(WORK TO COMPLETE)
**A)** In the article about the Cal State Fullerton shooting remembrance, translate this sentence into Spanish: "Allaway, who had a history of mental illness, was found not guilty by reason of insanity and remains secured in a hospital facility."
**B)** Print the portion of the article about the Cal State Fullerton shooting remembrance from "The vigil marking" up to and including "a hospital facility.".

(EXTRACTED TEXT)
━━━━
Paul Paulsen quoted a poem he discovered several years back: “Someone I love has gone away and life is not the same. The greatest gift that you can give is just to say their name.”
On Sunday, July 12, at a remembrance for the seven people killed and two other wounded when a janitor at Cal State Fullerton opened fire in the campus library 50 years ago, Paulsen led those gathered in a call-and-response recitation of the victims’ names, including his sister, Deborah Paulsen, who died at age 26.
The vigil marking the anniversary of the 1976 attack by Edward Allaway, which, until 2011, was the deadliest mass shooting in Orange County, was held in the university’s Memorial Grove, the ceremony blending grief with gratitude, as the promise that the dead will not be forgotten was renewed.
Also killed that day were Frank Teplansky, 51, Stephen L. Becker, 32, Seth Fessenden, 72, Paul F. Herzberg, 30, Bruce A. Jacobson, 32, and Donald E. Karges, 41. Maynard Hoffman, 64, and Donald W. Keran were wounded.
Allaway, who had a history of mental illness, was found not guilty by reason of insanity and remains secured in a hospital facility.
“After 50 years, the old black and white photographs may be fading, but our memory of who they were remains as clear as ever,” said Paulsen.
━━━━
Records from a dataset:
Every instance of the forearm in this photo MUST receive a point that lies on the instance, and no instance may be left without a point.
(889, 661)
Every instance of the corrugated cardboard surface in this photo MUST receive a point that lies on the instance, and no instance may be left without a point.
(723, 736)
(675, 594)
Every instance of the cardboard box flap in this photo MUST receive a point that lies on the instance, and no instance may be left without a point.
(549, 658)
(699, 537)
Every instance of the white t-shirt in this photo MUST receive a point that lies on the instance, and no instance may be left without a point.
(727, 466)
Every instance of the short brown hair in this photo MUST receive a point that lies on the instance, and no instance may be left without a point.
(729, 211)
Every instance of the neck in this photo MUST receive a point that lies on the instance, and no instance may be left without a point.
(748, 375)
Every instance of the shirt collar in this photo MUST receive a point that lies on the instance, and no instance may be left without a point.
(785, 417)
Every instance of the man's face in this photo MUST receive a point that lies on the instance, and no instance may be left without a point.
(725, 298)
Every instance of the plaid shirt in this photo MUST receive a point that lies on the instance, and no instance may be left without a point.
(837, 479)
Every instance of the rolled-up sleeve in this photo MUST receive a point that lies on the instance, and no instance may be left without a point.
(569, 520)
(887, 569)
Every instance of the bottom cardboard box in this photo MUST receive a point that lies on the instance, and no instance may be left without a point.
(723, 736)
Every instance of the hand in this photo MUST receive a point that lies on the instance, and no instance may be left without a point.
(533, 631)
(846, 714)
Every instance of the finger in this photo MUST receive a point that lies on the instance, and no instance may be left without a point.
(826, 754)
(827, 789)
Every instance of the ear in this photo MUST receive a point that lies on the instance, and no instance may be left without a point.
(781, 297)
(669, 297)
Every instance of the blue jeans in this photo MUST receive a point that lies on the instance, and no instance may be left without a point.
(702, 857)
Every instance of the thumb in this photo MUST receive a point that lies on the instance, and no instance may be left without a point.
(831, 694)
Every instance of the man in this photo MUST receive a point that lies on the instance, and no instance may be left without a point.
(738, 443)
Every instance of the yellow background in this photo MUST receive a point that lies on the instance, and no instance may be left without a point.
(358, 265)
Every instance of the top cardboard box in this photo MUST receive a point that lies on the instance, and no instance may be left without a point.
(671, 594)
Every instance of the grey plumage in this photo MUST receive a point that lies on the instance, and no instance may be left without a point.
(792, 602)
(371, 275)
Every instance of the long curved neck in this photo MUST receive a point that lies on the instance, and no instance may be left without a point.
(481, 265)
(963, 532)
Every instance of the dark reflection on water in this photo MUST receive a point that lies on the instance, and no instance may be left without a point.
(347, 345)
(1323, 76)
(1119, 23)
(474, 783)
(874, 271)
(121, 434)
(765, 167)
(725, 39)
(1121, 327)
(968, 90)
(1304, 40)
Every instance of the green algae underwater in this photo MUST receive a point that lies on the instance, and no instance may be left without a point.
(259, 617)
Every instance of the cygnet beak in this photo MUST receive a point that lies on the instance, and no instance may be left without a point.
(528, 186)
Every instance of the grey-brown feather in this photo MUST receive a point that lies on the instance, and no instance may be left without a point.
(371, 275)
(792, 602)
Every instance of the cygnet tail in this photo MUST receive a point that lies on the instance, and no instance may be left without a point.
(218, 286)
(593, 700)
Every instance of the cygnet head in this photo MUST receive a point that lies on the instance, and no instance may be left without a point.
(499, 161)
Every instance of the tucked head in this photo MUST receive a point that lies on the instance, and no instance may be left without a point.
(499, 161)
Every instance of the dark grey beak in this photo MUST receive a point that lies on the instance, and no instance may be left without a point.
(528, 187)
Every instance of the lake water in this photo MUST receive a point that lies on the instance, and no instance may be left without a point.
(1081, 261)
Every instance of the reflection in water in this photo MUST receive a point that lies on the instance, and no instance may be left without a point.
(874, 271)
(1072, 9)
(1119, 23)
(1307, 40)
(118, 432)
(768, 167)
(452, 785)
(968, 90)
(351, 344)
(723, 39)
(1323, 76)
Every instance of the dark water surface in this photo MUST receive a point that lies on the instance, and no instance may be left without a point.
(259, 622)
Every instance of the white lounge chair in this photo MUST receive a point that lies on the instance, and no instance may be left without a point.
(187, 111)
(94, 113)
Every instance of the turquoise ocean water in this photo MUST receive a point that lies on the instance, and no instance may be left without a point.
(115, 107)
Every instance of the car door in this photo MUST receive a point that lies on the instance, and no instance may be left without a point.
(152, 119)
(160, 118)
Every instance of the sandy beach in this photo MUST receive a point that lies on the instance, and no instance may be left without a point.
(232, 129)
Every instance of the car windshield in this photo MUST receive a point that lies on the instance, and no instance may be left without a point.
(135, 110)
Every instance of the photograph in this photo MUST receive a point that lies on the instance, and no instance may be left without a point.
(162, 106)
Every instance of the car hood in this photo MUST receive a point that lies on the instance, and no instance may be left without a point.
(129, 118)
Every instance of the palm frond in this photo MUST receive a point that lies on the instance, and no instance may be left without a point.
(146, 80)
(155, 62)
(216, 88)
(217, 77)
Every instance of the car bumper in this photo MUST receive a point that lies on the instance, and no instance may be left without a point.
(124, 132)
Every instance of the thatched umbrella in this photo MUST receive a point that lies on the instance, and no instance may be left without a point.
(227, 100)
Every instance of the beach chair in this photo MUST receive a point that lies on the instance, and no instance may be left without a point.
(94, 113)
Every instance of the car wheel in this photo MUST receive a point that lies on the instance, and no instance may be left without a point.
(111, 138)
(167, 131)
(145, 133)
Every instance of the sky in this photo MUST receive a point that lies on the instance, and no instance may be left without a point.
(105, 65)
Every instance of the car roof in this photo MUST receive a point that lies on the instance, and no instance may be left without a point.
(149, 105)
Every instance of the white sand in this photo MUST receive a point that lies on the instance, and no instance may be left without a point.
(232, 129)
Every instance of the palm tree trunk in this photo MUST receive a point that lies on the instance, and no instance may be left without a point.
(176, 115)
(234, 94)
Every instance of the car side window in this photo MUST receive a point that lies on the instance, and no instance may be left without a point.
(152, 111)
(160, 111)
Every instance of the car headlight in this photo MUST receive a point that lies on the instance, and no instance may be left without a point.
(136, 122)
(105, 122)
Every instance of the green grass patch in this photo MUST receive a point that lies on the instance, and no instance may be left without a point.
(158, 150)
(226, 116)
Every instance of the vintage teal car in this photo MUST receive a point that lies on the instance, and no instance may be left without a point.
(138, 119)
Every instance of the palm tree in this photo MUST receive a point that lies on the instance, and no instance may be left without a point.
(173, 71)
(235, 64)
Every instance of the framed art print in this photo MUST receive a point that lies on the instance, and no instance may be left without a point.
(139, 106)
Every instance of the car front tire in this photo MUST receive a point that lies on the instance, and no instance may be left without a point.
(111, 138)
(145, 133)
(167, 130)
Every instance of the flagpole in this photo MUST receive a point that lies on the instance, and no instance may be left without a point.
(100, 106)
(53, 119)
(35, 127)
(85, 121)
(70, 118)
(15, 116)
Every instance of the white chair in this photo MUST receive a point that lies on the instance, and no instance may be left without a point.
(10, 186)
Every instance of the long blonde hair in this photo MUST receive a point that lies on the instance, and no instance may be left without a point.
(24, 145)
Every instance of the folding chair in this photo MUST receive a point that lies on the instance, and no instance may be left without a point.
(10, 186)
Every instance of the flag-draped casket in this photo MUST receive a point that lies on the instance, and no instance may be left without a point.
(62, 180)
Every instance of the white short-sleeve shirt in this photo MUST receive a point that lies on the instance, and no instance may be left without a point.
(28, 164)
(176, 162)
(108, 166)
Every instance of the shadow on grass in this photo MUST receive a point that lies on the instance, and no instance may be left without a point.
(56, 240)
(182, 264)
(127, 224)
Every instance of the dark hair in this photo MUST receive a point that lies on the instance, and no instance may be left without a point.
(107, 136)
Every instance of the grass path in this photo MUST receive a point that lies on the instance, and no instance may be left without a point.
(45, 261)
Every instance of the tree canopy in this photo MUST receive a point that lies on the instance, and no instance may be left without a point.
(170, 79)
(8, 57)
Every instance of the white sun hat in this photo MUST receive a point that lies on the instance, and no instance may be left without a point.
━━━━
(RESPONSES TO THE EXERCISE)
**A)** Allaway, quien tenía antecedentes de enfermedad mental, fue declarado no culpable por razón de demencia y permanece recluido en un centro hospitalario.

**B)**
The vigil marking the anniversary of the 1976 attack by Edward Allaway, which, until 2011, was the deadliest mass shooting in Orange County, was held in the university’s Memorial Grove, the ceremony blending grief with gratitude, as the promise that the dead will not be forgotten was renewed.
Also killed that day were Frank Teplansky, 51, Stephen L. Becker, 32, Seth Fessenden, 72, Paul F. Herzberg, 30, Bruce A. Jacobson, 32, and Donald E. Karges, 41. Maynard Hoffman, 64, and Donald W. Keran were wounded.
Allaway, who had a history of mental illness, was found not guilty by reason of insanity and remains secured in a hospital facility.